* [The task] Count the lines in the material below that contain the string "query", and reply with only that number.

── Information shown

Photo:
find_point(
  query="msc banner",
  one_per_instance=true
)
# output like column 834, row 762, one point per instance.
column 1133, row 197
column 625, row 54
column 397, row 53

────
── Information shown

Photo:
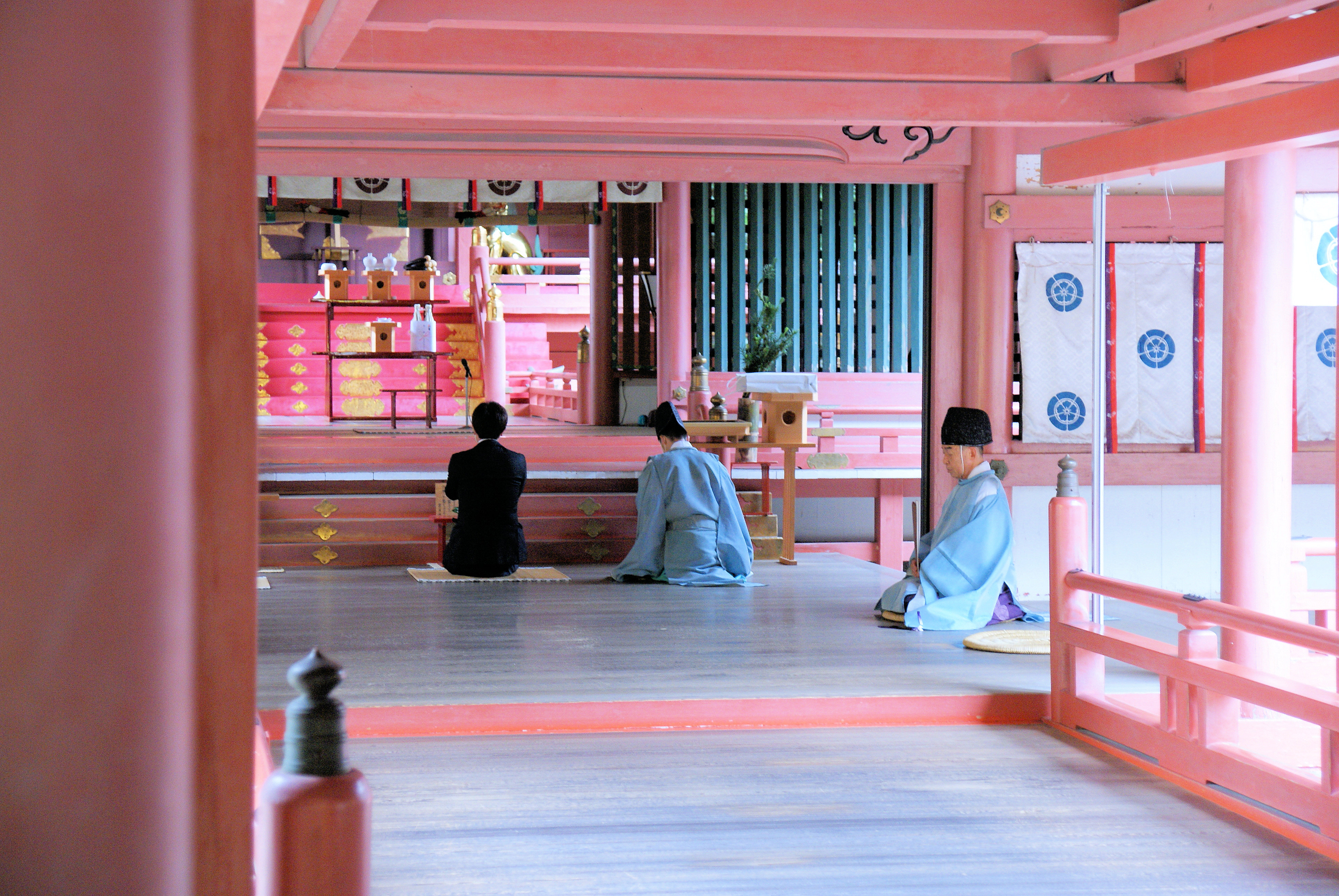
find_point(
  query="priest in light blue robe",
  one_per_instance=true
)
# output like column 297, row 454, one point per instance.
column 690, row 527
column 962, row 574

────

* [Task response] 2